→ **DATA SUPPLIED**
* start *

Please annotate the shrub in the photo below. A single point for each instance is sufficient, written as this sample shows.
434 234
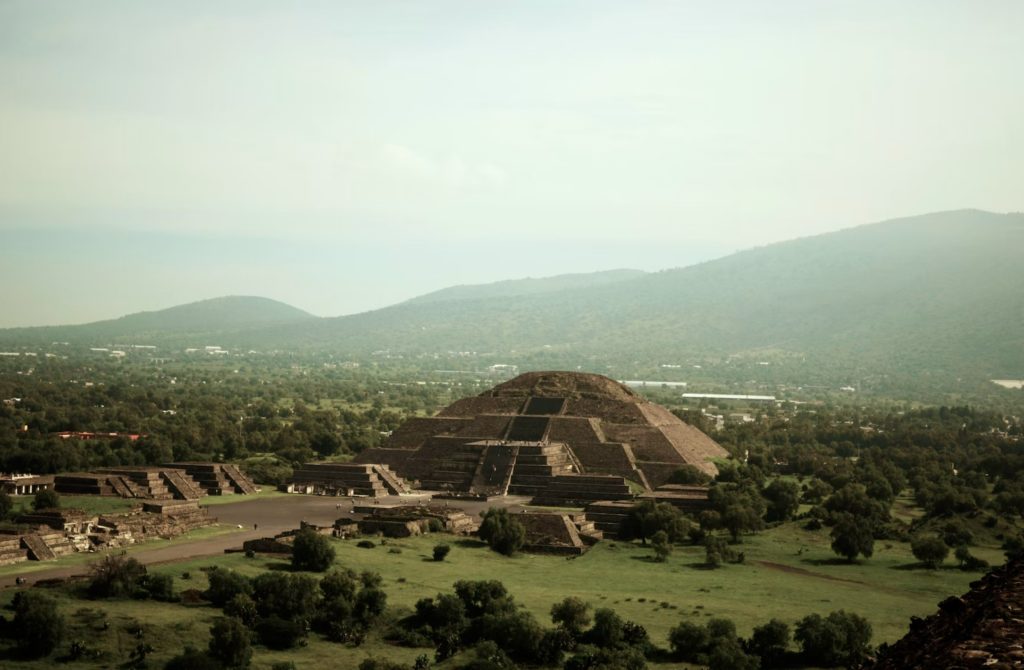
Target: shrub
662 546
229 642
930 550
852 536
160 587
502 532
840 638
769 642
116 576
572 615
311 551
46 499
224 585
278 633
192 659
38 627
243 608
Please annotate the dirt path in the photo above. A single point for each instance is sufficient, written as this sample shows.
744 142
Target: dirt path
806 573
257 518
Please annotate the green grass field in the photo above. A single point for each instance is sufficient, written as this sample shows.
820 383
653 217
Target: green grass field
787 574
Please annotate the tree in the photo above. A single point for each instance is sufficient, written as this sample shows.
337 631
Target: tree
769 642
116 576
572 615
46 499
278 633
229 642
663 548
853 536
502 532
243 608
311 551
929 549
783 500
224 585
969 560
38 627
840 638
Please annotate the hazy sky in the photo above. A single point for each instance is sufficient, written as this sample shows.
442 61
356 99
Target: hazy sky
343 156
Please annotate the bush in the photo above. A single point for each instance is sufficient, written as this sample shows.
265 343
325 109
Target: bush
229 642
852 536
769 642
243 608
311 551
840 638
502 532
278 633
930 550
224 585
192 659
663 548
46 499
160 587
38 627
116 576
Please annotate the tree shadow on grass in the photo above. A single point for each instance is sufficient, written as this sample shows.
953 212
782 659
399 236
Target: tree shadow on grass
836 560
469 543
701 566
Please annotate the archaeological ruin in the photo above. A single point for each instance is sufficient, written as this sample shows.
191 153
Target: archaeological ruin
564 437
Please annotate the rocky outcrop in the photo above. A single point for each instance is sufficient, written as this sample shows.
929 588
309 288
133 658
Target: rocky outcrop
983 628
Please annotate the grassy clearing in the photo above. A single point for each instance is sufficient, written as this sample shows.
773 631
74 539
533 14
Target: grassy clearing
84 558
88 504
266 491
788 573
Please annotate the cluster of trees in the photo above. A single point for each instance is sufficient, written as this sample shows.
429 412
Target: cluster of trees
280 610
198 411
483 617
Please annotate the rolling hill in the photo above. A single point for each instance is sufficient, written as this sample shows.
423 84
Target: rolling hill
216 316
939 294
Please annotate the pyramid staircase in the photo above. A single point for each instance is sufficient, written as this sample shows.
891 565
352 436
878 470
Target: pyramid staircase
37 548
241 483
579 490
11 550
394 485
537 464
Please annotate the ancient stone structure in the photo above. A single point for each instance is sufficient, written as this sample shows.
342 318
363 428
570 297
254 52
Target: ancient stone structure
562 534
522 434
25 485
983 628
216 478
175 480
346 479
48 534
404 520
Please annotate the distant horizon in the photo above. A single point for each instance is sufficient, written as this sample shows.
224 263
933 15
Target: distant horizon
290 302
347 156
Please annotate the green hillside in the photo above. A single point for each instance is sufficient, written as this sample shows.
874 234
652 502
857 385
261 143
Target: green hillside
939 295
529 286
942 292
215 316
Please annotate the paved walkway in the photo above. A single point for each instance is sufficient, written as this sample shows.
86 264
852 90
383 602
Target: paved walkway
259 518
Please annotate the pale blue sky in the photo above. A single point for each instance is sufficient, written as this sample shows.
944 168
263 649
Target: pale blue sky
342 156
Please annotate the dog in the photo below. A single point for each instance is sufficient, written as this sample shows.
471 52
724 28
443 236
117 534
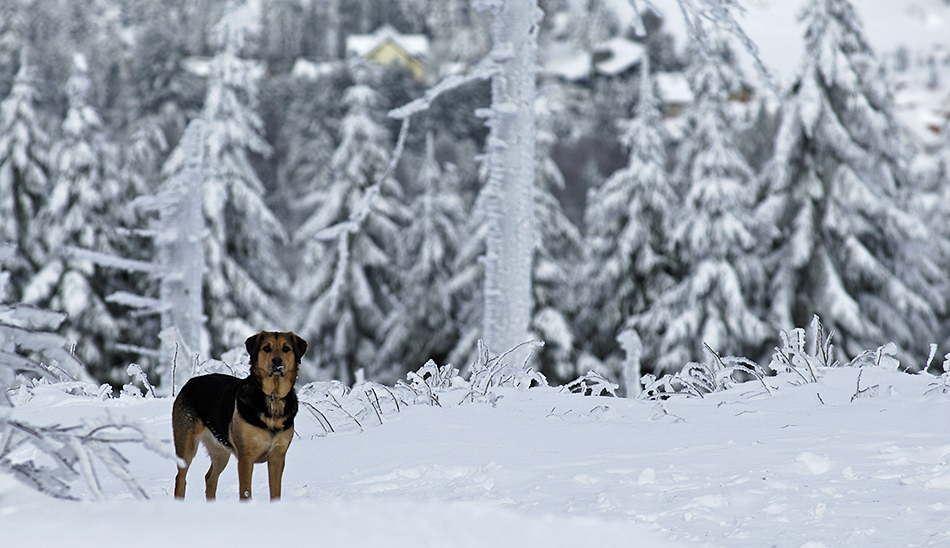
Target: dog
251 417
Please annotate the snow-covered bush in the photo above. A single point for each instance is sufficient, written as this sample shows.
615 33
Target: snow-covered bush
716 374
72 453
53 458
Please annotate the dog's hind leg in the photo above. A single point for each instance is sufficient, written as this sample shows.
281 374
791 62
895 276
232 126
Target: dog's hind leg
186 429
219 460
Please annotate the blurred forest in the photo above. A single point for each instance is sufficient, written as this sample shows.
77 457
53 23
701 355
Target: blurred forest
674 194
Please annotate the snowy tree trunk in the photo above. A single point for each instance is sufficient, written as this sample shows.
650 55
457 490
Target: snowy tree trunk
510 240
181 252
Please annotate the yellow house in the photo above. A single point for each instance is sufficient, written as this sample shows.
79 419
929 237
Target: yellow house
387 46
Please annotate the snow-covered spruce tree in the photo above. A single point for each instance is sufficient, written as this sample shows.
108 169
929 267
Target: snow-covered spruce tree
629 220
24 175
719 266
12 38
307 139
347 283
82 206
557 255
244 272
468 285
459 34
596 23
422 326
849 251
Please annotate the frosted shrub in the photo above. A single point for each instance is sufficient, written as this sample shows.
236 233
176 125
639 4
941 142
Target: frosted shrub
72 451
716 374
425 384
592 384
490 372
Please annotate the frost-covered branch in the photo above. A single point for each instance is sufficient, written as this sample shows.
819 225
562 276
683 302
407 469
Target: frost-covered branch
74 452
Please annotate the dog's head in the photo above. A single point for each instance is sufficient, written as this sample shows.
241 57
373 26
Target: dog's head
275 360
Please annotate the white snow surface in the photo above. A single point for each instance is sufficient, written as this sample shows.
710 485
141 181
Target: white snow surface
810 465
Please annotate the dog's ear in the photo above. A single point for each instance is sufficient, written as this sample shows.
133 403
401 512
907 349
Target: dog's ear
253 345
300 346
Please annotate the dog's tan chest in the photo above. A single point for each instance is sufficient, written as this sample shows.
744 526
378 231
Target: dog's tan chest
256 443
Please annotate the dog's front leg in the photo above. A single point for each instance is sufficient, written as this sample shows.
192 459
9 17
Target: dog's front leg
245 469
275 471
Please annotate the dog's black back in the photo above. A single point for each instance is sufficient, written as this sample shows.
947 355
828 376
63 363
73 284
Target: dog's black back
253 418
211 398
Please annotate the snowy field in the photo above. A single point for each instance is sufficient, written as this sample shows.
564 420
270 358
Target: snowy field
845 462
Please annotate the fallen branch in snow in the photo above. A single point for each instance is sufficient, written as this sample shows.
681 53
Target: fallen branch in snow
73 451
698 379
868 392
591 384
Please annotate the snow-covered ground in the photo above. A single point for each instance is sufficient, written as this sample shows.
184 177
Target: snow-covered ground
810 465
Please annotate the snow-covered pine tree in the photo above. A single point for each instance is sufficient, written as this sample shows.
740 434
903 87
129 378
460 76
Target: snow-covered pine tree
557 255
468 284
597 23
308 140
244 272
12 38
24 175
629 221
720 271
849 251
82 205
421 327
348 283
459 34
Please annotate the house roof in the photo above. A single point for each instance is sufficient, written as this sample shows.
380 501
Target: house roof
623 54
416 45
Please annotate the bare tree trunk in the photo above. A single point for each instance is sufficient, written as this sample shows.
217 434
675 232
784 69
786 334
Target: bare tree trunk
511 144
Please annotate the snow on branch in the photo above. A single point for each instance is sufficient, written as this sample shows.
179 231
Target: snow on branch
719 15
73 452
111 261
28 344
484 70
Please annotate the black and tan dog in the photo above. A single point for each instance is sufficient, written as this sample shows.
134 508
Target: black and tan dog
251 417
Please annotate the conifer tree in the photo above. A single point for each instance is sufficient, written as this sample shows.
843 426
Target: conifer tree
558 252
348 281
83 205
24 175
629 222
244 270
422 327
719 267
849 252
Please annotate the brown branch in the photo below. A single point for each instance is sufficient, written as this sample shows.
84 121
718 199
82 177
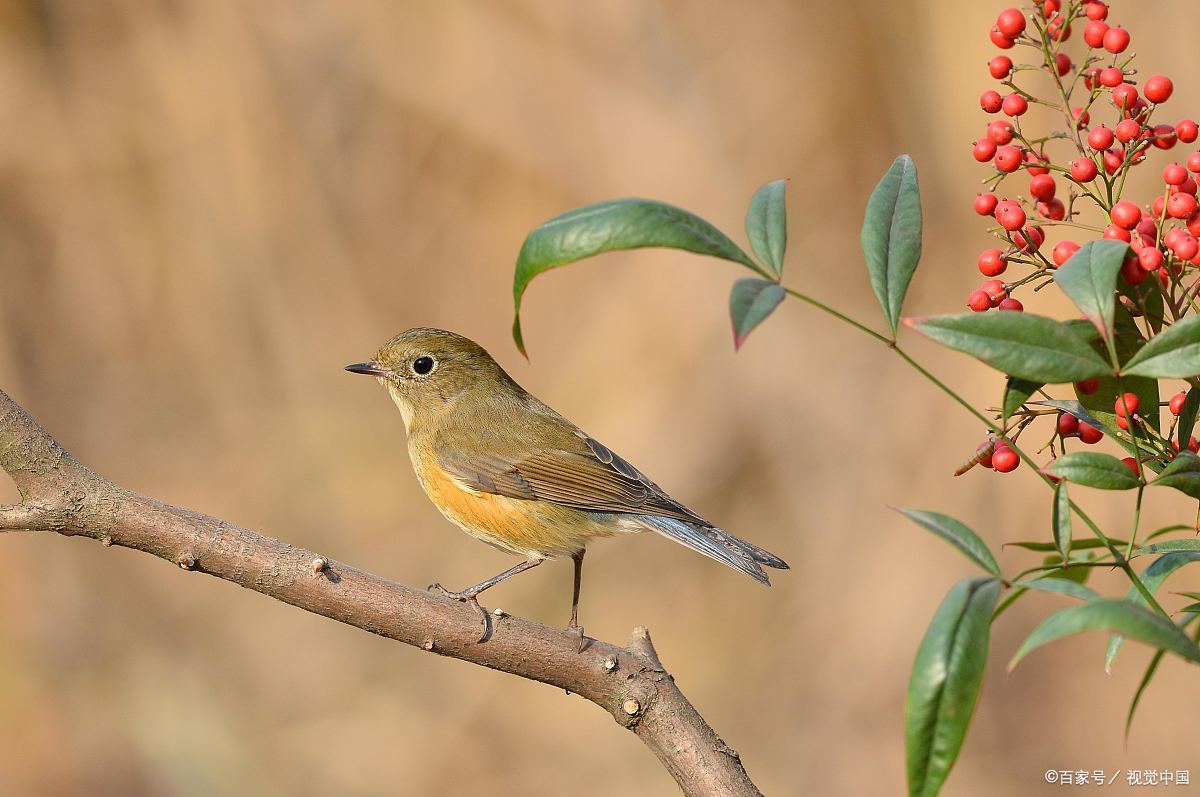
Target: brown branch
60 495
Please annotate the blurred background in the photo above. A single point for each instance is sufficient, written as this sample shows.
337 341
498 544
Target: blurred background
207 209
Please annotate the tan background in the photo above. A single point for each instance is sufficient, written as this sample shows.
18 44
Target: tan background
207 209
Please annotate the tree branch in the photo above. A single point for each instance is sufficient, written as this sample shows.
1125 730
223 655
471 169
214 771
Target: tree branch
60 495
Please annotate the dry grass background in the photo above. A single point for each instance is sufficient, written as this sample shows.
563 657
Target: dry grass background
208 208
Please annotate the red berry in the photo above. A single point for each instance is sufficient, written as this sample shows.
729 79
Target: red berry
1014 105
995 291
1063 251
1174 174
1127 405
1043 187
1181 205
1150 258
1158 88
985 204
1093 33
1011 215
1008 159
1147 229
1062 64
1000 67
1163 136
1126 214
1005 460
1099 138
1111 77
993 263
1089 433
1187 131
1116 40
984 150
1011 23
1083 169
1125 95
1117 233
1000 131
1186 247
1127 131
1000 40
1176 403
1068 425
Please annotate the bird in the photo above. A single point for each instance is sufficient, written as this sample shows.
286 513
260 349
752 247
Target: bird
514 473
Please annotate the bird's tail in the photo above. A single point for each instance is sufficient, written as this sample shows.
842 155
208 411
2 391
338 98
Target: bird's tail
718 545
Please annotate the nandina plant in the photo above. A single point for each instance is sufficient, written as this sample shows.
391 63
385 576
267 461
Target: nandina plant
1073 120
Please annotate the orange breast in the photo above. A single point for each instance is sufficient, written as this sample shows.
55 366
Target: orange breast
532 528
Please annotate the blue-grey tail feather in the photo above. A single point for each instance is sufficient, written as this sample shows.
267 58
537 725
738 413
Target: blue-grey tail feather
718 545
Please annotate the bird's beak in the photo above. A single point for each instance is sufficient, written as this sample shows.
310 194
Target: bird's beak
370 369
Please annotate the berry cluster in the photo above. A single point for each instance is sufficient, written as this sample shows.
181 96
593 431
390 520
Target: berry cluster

* end *

→ **AIM OF THE EXERCISE**
Print nothing but the lines from the line with "Please annotate the bird's tail" to the last line of the records above. Both of those lines count.

→ **ANSWER TO THIS TASK**
Please annotate the bird's tail in the photo above. A single point for each instance is sufficient, written as this sample shows.
842 155
208 411
2 391
338 98
Target: bird's tail
718 545
Please annotate the nandina plant in the photo above. A single point for each instance is sufficient, written as this sample shows.
391 63
385 576
267 461
Target: nandina plant
1073 120
Please annotate the orange breast in the photo above. A single point for each instance is sufficient, written as this sample shows.
55 366
Target: orange breast
532 528
Please annotate the blue-grey tail feather in the photo above. A single point for each instance is sufficient, written as this sample shows.
267 58
537 725
738 413
Target: blue-grey tail feather
718 545
Please annotate the bird's beak in the photo above. A single point for each instance is sufficient, written as this sample shows.
310 194
Target: bird's beak
370 369
Please annotate the berry cluster in the photo above. A single point for each instance is sufficient, written as this sample shows.
181 96
593 431
390 520
Target: berry cluster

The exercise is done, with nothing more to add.